* Task details
According to the text on part-time and temporary employment in Turkey, what must temporary agency workers not receive?

For employees, the issue is equally important. Flexible work models do not place a worker outside labor protection. Turkish law expressly states that part-time workers may not be treated less favorably than comparable full-time workers merely because of part-time status unless there is a justified reason, and that temporary agency workers must not receive basic working conditions lower than those that would apply if they had been hired directly by the user employer for the same job. In other words, non-standard employment is still protected employment.
This article explains Part-Time and Temporary Employment in Turkey: Legal Framework and Common Disputes in a practical, SEO-friendly format. It focuses on the legal definition of part-time work, proportional rights, parental part-time work, temporary employment through private employment agencies and intra-group transfers, time limits, headcount caps, equal-treatment duties, written-form requirements, reclassification risks, and the main dispute patterns that arise when these models are used incorrectly.

* Information given
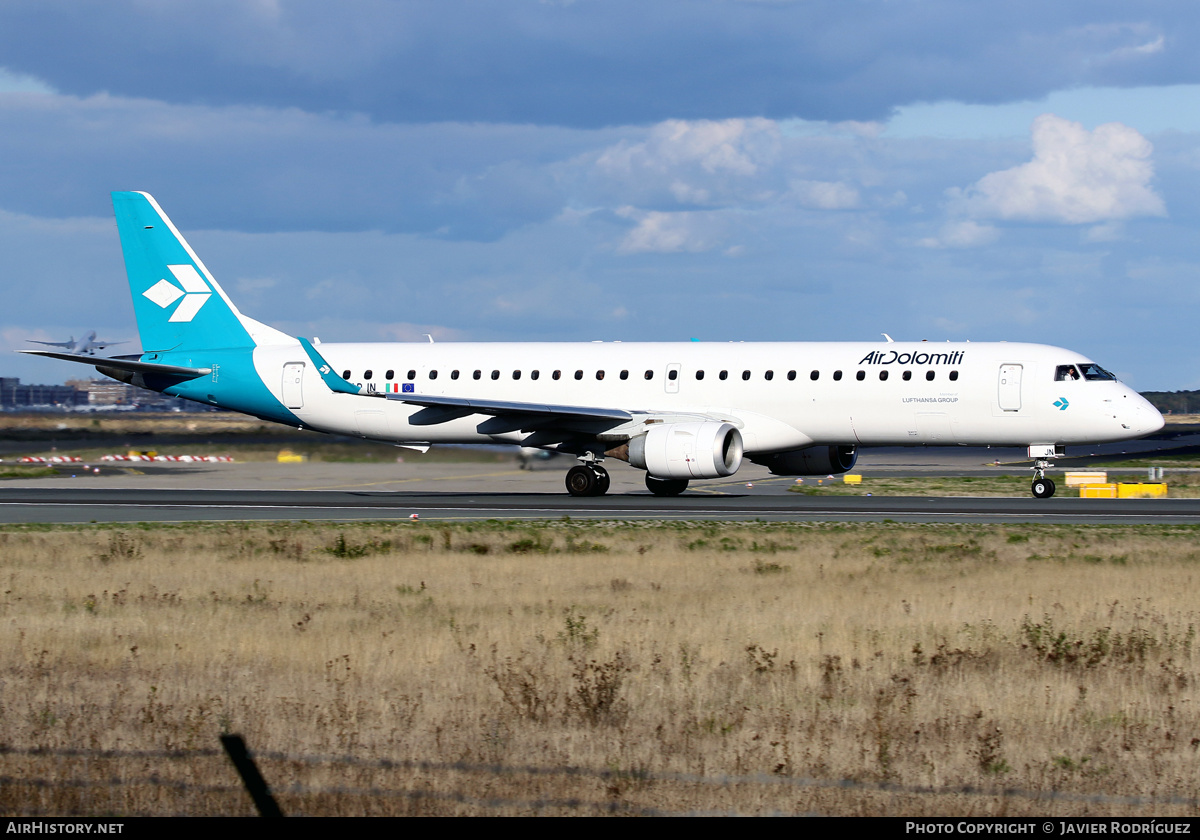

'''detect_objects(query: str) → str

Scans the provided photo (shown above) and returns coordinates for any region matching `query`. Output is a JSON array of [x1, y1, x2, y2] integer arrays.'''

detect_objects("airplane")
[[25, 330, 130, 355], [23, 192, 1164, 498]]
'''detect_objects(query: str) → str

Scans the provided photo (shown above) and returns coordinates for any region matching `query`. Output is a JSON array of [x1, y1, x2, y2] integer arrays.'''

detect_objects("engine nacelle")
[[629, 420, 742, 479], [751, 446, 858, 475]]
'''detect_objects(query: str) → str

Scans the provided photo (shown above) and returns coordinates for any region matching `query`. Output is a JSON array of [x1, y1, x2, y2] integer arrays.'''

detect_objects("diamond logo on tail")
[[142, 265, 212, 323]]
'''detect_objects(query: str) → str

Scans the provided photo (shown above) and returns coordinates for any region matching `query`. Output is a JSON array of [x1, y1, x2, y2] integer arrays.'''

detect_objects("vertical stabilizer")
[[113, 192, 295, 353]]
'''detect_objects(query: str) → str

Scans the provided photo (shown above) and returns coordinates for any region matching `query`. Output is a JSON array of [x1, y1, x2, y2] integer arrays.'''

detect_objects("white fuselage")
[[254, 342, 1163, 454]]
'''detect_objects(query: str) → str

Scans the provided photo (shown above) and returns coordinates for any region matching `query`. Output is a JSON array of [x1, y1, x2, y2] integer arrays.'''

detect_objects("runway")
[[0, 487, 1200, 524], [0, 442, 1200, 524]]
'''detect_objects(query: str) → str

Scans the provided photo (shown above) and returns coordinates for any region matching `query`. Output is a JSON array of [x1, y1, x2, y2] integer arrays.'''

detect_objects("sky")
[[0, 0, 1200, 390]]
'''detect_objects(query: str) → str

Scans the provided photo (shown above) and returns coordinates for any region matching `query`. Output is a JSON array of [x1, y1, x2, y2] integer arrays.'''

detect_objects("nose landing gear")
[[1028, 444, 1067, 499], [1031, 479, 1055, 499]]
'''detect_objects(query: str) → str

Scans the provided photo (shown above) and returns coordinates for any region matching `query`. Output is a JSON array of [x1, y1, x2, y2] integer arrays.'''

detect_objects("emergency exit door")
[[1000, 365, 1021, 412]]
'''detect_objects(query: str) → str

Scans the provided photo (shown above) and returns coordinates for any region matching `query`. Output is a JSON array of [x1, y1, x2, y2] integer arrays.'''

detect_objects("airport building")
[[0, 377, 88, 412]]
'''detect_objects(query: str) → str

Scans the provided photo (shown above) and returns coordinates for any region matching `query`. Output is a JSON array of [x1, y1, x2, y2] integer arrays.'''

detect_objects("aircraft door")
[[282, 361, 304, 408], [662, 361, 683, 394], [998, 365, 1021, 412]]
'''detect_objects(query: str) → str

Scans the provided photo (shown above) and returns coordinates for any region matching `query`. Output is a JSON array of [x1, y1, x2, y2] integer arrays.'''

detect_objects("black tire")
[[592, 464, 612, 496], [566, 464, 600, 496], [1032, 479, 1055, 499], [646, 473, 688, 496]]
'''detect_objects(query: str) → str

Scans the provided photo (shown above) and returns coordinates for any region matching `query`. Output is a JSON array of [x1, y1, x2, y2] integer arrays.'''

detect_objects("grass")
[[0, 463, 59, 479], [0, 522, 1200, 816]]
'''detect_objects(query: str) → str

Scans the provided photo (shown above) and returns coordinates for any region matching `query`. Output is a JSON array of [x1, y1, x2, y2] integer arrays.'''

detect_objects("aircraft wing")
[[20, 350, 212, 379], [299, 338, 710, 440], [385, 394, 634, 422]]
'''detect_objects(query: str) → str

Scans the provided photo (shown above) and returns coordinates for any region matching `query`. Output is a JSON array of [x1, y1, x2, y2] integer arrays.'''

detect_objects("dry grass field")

* Reply
Basic working conditions lower than those that would apply if they had been hired directly by the user employer for the same job.